Items listed in a dataset:
:::::

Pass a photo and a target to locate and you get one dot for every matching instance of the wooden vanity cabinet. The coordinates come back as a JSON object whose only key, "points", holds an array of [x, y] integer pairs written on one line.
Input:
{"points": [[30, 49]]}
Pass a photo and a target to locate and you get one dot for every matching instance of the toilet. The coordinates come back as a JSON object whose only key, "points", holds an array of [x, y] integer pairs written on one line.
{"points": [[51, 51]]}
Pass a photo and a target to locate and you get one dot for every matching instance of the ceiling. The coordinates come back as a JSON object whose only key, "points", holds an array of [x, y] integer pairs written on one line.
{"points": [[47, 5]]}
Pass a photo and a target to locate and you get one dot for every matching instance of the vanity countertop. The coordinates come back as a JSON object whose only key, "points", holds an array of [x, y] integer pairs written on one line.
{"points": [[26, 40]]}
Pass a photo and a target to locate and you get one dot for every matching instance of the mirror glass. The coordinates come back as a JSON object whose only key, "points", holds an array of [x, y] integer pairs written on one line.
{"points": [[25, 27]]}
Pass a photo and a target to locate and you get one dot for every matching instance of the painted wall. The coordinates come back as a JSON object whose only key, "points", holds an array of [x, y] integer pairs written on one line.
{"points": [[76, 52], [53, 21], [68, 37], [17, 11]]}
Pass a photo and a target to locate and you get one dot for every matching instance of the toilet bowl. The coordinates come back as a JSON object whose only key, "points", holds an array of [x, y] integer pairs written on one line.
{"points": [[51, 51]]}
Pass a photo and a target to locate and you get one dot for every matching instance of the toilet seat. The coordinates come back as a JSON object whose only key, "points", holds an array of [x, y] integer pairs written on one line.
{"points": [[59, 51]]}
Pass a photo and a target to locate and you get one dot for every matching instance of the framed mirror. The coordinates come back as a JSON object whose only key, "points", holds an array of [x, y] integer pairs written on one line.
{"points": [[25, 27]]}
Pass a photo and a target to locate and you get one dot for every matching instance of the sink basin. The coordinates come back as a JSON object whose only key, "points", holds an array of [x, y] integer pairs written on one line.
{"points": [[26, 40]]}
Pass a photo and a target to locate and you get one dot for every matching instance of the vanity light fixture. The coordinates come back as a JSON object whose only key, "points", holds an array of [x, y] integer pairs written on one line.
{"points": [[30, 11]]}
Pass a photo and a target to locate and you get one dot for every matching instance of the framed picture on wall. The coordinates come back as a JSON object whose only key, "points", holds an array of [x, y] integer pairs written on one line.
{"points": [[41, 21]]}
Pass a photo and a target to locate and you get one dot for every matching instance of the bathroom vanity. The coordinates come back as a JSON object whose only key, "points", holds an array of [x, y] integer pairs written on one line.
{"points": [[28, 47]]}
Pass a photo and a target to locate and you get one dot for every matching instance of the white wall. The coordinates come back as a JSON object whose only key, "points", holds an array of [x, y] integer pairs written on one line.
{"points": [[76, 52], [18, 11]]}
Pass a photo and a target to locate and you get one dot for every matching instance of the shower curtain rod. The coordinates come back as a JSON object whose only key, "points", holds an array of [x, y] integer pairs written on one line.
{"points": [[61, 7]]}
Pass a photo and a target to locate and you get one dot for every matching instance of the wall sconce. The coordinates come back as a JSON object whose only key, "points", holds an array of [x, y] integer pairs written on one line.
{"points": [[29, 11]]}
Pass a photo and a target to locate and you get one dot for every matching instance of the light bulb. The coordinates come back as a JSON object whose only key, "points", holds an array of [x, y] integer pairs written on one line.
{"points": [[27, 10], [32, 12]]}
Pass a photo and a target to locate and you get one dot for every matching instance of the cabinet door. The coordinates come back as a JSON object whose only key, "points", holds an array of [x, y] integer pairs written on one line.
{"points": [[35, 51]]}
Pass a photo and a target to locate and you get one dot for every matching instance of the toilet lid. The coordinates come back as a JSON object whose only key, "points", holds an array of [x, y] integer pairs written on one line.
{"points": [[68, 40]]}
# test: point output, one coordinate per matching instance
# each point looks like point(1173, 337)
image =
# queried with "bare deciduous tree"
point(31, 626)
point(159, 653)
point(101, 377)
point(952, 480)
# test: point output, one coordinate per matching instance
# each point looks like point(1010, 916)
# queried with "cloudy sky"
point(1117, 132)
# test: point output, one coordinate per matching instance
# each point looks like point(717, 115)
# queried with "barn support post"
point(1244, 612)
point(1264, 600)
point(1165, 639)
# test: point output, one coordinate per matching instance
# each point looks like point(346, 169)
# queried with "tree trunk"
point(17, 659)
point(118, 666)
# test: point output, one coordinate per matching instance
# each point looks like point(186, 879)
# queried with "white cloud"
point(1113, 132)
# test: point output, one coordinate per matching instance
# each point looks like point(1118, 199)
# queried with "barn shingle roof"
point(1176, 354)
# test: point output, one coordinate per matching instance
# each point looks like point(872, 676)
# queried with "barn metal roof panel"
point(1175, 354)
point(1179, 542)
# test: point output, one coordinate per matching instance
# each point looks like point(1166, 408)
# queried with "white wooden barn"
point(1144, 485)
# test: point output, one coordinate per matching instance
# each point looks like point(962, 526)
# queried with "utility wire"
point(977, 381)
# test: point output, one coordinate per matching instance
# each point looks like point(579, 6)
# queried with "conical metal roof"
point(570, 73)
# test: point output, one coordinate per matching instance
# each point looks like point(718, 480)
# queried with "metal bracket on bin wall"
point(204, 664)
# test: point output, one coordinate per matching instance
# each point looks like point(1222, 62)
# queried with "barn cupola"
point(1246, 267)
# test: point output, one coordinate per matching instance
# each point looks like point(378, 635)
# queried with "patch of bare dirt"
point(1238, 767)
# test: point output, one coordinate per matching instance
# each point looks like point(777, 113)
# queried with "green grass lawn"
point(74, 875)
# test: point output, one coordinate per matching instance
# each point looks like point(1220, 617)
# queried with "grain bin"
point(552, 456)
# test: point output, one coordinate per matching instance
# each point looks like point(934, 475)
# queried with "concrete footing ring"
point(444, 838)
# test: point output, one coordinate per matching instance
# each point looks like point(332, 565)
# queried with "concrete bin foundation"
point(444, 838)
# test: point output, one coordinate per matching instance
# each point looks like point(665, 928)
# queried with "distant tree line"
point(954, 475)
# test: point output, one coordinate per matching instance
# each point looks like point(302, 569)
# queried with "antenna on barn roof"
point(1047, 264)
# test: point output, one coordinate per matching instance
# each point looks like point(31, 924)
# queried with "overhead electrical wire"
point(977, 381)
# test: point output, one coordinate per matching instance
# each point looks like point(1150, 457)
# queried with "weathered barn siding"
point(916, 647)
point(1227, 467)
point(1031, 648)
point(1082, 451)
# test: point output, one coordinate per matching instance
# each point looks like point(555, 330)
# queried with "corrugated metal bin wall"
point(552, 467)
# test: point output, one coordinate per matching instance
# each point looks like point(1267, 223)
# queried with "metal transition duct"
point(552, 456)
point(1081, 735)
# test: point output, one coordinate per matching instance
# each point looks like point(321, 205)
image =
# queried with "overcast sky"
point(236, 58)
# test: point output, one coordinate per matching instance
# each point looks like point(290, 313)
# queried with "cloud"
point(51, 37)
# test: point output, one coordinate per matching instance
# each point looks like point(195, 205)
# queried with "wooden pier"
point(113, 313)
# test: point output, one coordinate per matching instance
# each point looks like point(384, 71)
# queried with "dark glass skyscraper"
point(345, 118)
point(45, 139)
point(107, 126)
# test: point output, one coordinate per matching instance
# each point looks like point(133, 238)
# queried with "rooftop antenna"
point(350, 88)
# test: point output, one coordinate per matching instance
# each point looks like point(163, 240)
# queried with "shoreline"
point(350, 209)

:::::

ACTION ITEM:
Now that the records have been shown, restate each one word for word.

EXERCISE OUTPUT:
Pass a photo and a target to locate and you get one dot for every matching instance of the wooden vanity cabinet. The coordinates come back as a JSON object whose only key, "points", holds an array of [x, y] integer pairs written on one line.
Input:
{"points": [[30, 49]]}
Pass a photo and a target to locate and you get one dot for every matching instance of the toilet. The coordinates come back as a JSON object whose only key, "points", holds an array of [x, y] integer pairs written on one line.
{"points": [[51, 51]]}
Pass a photo and a target to locate and you get one dot for every matching instance of the ceiling. The coordinates come back as a JSON object whose only key, "points", holds an array of [x, y] integer pairs written on one line.
{"points": [[47, 5]]}
Pass a photo and a target to locate and you get one dot for every matching instance of the vanity countertop. The coordinates come back as a JSON object whose only key, "points", holds an array of [x, y] integer pairs written on one line.
{"points": [[26, 40]]}
Pass a photo and a target to locate and you get one dot for every matching instance of the mirror glass. The coordinates come back as a JSON object whose only key, "points", holds an array of [x, y] integer pairs written on one line.
{"points": [[25, 27]]}
Pass a photo and a target to locate and you get one dot for every matching instance of the painted wall. The coordinates come back as a JSON object whose only key, "points", holds an array of [x, y] integer pairs written on one line.
{"points": [[76, 52], [53, 21], [68, 37], [17, 11]]}
Pass a photo and a target to locate and you get one dot for every matching instance of the toilet bowl. The coordinates come back as a JSON object whose only key, "points", holds an array of [x, y] integer pairs written on one line.
{"points": [[51, 51]]}
Pass a photo and a target to locate and you get one dot for every matching instance of the toilet seat. The coordinates come back as a JSON object whose only key, "points", holds an array of [x, y] integer pairs written on one line.
{"points": [[59, 51]]}
Pass a photo and a target to locate and you get one dot for every matching instance of the framed mirror. The coordinates come back as a JSON object whose only key, "points", holds an array of [x, y] integer pairs written on one line.
{"points": [[25, 27]]}
Pass a photo and a target to locate and you get one dot for every matching instance of the sink basin. The coordinates come back as a JSON object whose only key, "points", holds an array of [x, y] integer pairs written on one line.
{"points": [[26, 40]]}
Pass a photo and a target to locate and you get one dot for every matching instance of the vanity light fixture. The coordinates come back as a JSON object whose only key, "points", holds an array of [x, y] integer pairs written on one line.
{"points": [[30, 11]]}
Pass a photo and a target to locate and you get one dot for every matching instance of the framed picture on wall. The coordinates come back as a JSON object whose only key, "points", holds an array of [x, y] integer pairs written on one line.
{"points": [[41, 21]]}
Pass a photo and a target to locate and you get one dot for every matching instance of the bathroom vanity. The coordinates come back as a JSON object whose only key, "points", holds an array of [x, y] integer pairs written on one line.
{"points": [[28, 47]]}
Pass a photo and a target to locate and you get one dot for every matching instance of the white wall. The coordinates come back as a JSON object whose only key, "points", holds an array of [x, y] integer pairs written on one line.
{"points": [[76, 52], [18, 11]]}
Pass a photo and a target to locate and you get one dot for every matching instance of the shower curtain rod. The coordinates come back as a JSON object whose only key, "points", holds an array of [x, y] integer pairs written on one line.
{"points": [[61, 7]]}
Pass a photo and a target to locate and you get one dot for every matching instance of the wall sconce. The coordinates come back as a JSON object whose only key, "points", holds an array of [x, y] integer pairs written on one line.
{"points": [[29, 11]]}
Pass a photo and a target to locate and you get one dot for every matching instance of the light bulb. The coordinates come back as a JSON object whose only key, "points", holds an array of [x, y] integer pairs written on one line.
{"points": [[27, 10], [32, 12]]}
Pass a photo and a target to locate and you get one dot for every matching instance of the cabinet door. The coordinates come back as a JSON object whose only key, "points", holds an array of [x, y] integer pairs written on one line.
{"points": [[35, 51]]}
Pass a photo and a target to locate and you get one dot for every matching instance of the toilet lid. The coordinates come back as a JSON object whose only key, "points", holds an array of [x, y] integer pairs written on one line.
{"points": [[68, 40]]}
# test: point output, one coordinate per matching instance
# each point looks like point(1173, 337)
image =
# queried with "bare deciduous tree"
point(31, 626)
point(159, 653)
point(101, 377)
point(952, 480)
# test: point output, one coordinate per matching instance
# each point looks like point(1010, 916)
# queried with "cloudy sky"
point(1117, 132)
# test: point output, one coordinate per matching instance
# each point looks like point(717, 115)
# queried with "barn support post"
point(1244, 612)
point(1264, 600)
point(1165, 639)
# test: point output, one coordinate per matching instance
# each point looks like point(346, 169)
# queried with "tree trunk"
point(17, 659)
point(118, 666)
# test: point output, one coordinate per matching instance
# each point looks like point(186, 879)
# queried with "white cloud"
point(1113, 132)
# test: point output, one coordinate per matching instance
# each point looks like point(1118, 199)
# queried with "barn shingle roof"
point(1176, 354)
# test: point output, one coordinate per matching instance
# each point looks like point(872, 676)
# queried with "barn metal roof panel"
point(1175, 354)
point(1179, 542)
# test: point output, one coordinate per matching instance
# each point looks like point(1166, 408)
# queried with "white wooden barn"
point(1144, 485)
# test: point output, one coordinate per matching instance
# each point looks like point(962, 526)
# queried with "utility wire"
point(977, 381)
# test: point output, one coordinate per matching instance
# each point looks like point(579, 6)
# queried with "conical metal roof"
point(570, 73)
# test: point output, one coordinate per matching instance
# each point looks like point(718, 480)
# queried with "metal bracket on bin wall"
point(204, 664)
# test: point output, one coordinate per matching instance
# each point looks like point(1222, 62)
# queried with "barn cupola"
point(1246, 267)
# test: point output, one coordinate per matching instance
# each point looks like point(378, 635)
# queried with "patch of bare dirt"
point(1238, 767)
# test: point output, one coordinate per matching instance
# each point looks like point(777, 113)
# queried with "green grass lawn"
point(74, 875)
# test: point output, one coordinate per matching instance
# each point looks like point(1220, 617)
# queried with "grain bin"
point(552, 456)
# test: point output, one coordinate per matching instance
# each point looks like point(934, 475)
# queried with "concrete footing ring"
point(444, 838)
# test: point output, one coordinate per matching instance
# each point looks like point(332, 565)
# queried with "concrete bin foundation"
point(444, 838)
# test: point output, one coordinate per matching instance
# each point looks like point(665, 928)
# queried with "distant tree line"
point(954, 475)
# test: point output, one coordinate per matching instance
# each point looks like point(302, 569)
# queried with "antenna on barn roof"
point(1047, 264)
# test: point output, one coordinate per matching instance
# each point looks like point(31, 924)
# queried with "overhead electrical wire"
point(977, 381)
# test: point output, one coordinate per matching instance
# each point looks like point(1150, 457)
# queried with "weathered barn siding"
point(916, 647)
point(1227, 467)
point(1031, 648)
point(1082, 451)
# test: point output, one coordinate per matching instance
# each point looks like point(555, 330)
# queried with "corrugated metal bin wall"
point(552, 467)
# test: point output, one coordinate per matching instance
# each point looks like point(1267, 223)
# queried with "metal transition duct"
point(552, 456)
point(1081, 735)
# test: point output, one coordinate per matching instance
# each point looks like point(321, 205)
image =
# queried with "overcast sky"
point(236, 58)
# test: point output, one coordinate per matching instance
# each point looks like point(290, 313)
# queried with "cloud"
point(51, 37)
# test: point output, one coordinate per matching instance
# each point looks like point(195, 205)
# queried with "wooden pier"
point(113, 313)
# test: point output, one coordinate per matching instance
# each point looks like point(384, 71)
# queried with "dark glass skyscraper"
point(345, 118)
point(45, 139)
point(107, 126)
# test: point output, one coordinate per matching instance
# each point looks like point(133, 238)
# queried with "rooftop antenna"
point(350, 88)
# test: point output, one coordinate per matching instance
# each point looks like point(163, 240)
# queried with "shoreline"
point(350, 209)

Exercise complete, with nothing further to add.